Eki attend toujours sa famille adoptive !
Maintenant âgé de 6 mois, et bientôt 4 mois chez nous, Eki est toujours aussi adorable et gourmand 
Il a pris l'habitude de s'asseoir dans sa litière et d'attendre en nous regardant pour signifier qu'il veut à manger !

----------


## Asso Marguerite & Cie

dimanche 5 décembre 2021 à 16h43



Eki a maintenant un peu plus de 6 mois. Il est allé chez le vétérinaire pour se faire castrer et tout s'est très bien passé.
Il a vite récupéré et se porte très bien !
En photo, Eki est à la recherche des granulés dans sa boîte de fouille.

----------


## Asso Marguerite & Cie

Bonjour tout le monde,
Eki se porte toujours aussi bien et il a reçu son cadeau de Noël !
Il se l'est très vite approprié et apprécie les longues siestes d'hiver sur son son petit lit

----------


## Asso Marguerite & Cie

Eki a passé de bonnes fêtes !
Il a passé les vacances chez mamie, perché sur le rebord de la fenêtre avec une belle vue sur le jardin.
Et il a encore été gâté ! Il a reçu une très jolie parure pour son nouveau lit et une petite balle. 
Merci au Lapipère Noël !

----------


## Asso Marguerite & Cie

Eki se porte comme un charme. On a passé la première grosse mue en ce début d'année. Eki profite des quelques rayons de soleil pour faire bronzette sur son lit !

----------


## Asso Marguerite & Cie

Grosse séance de câlins, suivie par un grattage de plaid sur le canapé ce matin. Et petites léchouilles pour finir.

----------


## Asso Marguerite & Cie

Bonjour,
EKI est toujours en attente de sa famille pour la vie.
Bonne journée

----------


## Asso Marguerite & Cie

Première fleur de pissenlit pour Eki ! Ça laisse peu de place au doute, à la vitesse à laquelle il l'a dévorée, il adore !

----------


## Asso Marguerite & Cie

Eki est toujours à l'adoption

----------


## Asso Marguerite & Cie



----------


## Asso Marguerite & Cie

Eki découvre son nouveau jouet ! Et il l'a très vite adopté. Bon, pas trop le choix non plus, sinon pas de granulés !
On cache les granulés dans des gobelets gigognes pour bébé histoire que Monsieur travaille un peu pour se nourrir 
Et après tant d'émotions, on peut finir par une grosse sieste, et au soleil !

----------


## Asso Marguerite & Cie

Eki est toujours à l'adoption

----------


## Asso Marguerite & Cie

Eki est toujours à l'adoption

----------


## Asso Marguerite & Cie

Allez c'est parti pour une séance de yoga ce matin !

Chien tête en bas...

Ah, j'ai des restes du p'tit déj sur la truffe 

Pfiou ! Je crois que j'ai un peu trop forcé aujourd'hui

----------


## Asso Marguerite & Cie

Eki est toujours à l'adoption

----------


## Asso Marguerite & Cie

Eki est toujours à l'adoption

----------


## aurore27

ptg

----------

(ÉNONCÉ DE L'EXERCICE): Dans le texte fourni, relevez tout ce qu'Eki a reçu, d'après les phrases construites avec le verbe « recevoir ».

(DONNÉES ENREGISTRÉES):
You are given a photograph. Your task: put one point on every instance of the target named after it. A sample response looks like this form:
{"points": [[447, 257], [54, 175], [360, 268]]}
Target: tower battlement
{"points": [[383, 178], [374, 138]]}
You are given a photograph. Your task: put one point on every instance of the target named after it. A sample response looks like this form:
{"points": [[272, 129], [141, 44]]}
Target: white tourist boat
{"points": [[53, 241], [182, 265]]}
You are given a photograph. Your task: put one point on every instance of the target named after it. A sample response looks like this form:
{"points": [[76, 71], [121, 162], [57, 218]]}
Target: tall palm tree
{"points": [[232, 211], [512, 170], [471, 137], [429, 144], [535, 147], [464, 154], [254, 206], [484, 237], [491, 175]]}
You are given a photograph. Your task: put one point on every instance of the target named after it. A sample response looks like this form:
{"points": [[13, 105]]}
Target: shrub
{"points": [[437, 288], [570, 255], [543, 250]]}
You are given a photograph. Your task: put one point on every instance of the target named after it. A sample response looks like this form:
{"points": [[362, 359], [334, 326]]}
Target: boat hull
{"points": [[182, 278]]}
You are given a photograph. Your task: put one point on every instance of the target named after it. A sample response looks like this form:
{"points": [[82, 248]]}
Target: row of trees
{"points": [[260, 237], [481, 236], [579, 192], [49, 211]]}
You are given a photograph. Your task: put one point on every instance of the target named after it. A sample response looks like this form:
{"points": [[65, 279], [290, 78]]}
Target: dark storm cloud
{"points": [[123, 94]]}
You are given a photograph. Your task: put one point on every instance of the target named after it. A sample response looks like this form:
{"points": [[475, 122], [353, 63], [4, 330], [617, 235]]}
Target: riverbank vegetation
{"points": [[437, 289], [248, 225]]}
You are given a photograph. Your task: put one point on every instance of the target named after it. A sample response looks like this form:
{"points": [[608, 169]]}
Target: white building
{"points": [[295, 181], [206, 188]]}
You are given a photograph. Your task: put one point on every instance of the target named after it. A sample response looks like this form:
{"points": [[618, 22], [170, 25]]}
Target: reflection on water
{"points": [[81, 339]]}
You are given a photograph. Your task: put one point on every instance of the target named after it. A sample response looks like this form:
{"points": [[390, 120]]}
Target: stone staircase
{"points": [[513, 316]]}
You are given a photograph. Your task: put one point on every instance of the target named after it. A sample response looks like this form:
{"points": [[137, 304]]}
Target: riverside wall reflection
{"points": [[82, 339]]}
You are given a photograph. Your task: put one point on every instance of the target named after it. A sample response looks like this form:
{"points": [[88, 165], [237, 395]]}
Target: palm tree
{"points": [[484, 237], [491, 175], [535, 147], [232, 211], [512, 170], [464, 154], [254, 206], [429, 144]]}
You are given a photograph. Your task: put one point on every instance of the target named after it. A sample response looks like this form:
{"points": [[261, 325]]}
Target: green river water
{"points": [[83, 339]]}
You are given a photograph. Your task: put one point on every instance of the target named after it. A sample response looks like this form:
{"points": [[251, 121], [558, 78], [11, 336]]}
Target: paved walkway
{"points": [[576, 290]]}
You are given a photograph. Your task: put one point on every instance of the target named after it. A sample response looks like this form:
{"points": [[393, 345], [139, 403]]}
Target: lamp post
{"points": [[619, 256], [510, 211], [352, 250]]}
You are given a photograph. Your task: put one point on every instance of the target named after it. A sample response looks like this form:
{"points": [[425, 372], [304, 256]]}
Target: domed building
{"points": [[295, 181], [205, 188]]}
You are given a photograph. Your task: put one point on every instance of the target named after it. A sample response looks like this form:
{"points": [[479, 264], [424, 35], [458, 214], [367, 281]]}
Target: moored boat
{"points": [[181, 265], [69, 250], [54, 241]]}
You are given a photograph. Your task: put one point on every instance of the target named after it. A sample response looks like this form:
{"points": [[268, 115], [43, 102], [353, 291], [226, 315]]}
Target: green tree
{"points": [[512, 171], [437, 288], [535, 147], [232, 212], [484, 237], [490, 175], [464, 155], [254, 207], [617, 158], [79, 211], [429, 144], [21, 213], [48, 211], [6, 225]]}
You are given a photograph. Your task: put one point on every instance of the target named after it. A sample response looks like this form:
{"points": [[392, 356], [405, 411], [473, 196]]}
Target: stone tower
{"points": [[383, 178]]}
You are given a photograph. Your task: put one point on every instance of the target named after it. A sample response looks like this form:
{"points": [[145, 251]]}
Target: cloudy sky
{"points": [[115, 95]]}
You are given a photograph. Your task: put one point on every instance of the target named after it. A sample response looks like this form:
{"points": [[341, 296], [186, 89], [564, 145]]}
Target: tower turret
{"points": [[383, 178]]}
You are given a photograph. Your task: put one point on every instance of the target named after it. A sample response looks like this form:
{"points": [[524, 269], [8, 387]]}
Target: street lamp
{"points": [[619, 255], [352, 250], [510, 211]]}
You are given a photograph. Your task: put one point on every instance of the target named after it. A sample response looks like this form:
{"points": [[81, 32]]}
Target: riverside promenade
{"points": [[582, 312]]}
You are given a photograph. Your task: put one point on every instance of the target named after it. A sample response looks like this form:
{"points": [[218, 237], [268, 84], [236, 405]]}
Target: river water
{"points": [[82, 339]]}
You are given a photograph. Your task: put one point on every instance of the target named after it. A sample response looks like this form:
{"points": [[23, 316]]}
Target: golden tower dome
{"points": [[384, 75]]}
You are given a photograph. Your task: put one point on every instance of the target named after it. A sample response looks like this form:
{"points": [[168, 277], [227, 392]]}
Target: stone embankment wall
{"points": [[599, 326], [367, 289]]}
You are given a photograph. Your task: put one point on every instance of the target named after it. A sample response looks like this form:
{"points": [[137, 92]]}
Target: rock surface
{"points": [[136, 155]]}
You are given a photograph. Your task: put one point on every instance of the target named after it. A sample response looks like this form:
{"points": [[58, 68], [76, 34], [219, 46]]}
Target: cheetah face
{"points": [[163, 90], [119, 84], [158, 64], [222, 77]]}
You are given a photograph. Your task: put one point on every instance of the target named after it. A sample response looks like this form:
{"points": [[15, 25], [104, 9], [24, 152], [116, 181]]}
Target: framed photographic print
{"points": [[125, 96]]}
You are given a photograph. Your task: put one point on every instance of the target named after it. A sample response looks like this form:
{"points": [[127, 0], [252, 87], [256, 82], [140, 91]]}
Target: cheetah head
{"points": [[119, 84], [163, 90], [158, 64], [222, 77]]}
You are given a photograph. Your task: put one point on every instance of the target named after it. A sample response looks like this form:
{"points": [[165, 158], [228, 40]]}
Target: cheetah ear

(CORRIGÉ):
- son cadeau de Noël
- une très jolie parure pour son nouveau lit
- une petite balle